(Stored records)

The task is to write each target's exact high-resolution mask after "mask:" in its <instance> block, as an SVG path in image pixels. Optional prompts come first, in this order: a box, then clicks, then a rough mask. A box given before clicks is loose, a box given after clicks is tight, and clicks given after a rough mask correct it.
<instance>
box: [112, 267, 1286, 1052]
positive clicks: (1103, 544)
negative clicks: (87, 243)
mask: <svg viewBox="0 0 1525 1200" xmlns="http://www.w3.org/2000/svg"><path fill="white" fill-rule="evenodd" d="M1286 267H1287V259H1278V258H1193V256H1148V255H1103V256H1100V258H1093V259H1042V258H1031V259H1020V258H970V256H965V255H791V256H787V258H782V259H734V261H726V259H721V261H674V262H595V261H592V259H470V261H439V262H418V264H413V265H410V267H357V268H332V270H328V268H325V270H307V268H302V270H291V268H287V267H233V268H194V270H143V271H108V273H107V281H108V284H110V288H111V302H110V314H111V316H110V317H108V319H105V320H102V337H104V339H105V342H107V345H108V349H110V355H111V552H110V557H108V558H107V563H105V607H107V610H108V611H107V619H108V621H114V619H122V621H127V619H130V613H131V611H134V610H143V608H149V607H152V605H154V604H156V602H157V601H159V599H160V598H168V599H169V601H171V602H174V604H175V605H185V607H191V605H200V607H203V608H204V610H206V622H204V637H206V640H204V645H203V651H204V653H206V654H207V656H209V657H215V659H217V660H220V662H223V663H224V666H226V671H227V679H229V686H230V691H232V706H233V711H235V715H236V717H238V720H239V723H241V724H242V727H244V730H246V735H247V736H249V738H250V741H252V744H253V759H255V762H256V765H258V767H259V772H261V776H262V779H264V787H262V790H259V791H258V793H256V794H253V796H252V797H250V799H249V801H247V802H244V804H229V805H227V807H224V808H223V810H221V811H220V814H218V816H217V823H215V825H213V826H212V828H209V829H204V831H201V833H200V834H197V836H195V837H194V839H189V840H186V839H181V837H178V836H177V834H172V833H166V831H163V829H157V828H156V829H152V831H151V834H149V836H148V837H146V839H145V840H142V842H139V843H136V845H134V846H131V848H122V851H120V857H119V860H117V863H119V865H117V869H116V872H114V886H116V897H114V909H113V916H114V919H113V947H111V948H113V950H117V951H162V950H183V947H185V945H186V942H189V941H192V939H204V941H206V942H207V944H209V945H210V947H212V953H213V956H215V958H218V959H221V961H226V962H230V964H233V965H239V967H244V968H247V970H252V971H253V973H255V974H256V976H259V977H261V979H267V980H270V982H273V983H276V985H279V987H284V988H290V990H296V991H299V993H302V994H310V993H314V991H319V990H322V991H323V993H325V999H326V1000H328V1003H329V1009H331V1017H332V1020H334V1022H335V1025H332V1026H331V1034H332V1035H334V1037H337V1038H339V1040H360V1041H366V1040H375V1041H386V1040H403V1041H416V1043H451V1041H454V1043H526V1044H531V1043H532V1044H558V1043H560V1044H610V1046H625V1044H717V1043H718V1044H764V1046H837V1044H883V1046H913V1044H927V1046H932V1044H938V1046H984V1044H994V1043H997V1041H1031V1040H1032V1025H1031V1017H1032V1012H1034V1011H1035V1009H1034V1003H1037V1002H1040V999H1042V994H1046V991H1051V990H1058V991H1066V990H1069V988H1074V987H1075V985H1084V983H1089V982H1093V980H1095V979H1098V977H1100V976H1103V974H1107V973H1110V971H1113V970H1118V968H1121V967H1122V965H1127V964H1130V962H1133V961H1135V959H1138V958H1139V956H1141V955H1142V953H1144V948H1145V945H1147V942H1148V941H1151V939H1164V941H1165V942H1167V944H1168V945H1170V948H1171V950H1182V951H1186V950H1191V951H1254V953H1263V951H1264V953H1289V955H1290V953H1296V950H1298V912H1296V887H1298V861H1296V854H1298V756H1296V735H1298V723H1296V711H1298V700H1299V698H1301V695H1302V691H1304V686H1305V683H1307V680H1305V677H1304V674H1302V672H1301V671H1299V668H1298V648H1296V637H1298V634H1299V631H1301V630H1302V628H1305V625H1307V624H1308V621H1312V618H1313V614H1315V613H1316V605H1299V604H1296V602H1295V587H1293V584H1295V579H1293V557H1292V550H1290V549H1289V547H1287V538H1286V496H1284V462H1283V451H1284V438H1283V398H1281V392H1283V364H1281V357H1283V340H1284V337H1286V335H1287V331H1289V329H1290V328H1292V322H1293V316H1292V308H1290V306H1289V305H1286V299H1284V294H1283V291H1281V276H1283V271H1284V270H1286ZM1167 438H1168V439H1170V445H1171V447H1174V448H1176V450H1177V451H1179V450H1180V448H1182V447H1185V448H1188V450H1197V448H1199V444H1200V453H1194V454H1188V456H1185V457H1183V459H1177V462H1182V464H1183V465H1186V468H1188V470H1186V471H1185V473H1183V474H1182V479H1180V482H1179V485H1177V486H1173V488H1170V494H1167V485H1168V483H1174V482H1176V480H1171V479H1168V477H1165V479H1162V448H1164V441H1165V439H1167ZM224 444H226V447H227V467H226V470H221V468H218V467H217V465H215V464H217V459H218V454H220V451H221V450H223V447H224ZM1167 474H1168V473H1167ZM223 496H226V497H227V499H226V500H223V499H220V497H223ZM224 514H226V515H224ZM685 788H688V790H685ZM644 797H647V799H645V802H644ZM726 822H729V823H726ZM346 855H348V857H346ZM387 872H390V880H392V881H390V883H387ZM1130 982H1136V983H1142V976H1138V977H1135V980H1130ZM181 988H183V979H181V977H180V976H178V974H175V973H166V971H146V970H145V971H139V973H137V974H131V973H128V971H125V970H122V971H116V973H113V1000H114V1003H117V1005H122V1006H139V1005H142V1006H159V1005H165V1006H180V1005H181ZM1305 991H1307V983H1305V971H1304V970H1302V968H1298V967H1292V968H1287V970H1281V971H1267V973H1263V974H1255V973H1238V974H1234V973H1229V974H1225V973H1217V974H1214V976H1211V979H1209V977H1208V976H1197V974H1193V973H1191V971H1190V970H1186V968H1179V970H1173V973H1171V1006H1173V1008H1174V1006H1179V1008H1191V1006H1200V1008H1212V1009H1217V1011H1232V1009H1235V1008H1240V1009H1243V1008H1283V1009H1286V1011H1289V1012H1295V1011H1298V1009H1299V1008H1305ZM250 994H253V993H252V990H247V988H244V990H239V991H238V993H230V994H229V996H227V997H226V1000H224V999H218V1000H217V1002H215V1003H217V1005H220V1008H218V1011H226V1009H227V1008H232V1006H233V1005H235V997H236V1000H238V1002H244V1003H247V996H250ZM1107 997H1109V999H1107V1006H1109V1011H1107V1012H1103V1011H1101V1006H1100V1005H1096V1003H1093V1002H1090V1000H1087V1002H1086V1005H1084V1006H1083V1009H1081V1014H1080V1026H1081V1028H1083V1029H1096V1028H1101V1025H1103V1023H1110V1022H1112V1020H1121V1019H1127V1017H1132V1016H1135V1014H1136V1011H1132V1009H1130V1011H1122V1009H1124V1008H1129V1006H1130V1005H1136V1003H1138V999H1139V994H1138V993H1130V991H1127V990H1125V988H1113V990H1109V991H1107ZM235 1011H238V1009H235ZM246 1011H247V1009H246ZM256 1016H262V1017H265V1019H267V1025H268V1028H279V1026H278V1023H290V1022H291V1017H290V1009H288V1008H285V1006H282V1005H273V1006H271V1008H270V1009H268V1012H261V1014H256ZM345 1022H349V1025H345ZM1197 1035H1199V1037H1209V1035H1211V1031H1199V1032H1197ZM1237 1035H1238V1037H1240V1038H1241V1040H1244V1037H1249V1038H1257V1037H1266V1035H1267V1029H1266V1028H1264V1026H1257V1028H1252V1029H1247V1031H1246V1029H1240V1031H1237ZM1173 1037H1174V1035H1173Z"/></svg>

=== Problem details ===
Show all lines above that contain "clicks".

=== Expected answer ===
The task is to write each target's exact high-resolution mask after "mask:" in its <instance> block, as an SVG path in image pixels. Optional prompts come first, in this order: a box, then clicks, then a rough mask. A box given before clicks is loose, a box given after clicks is tight, and clicks given after a rough mask correct it.
positive clicks: (1103, 544)
negative clicks: (87, 243)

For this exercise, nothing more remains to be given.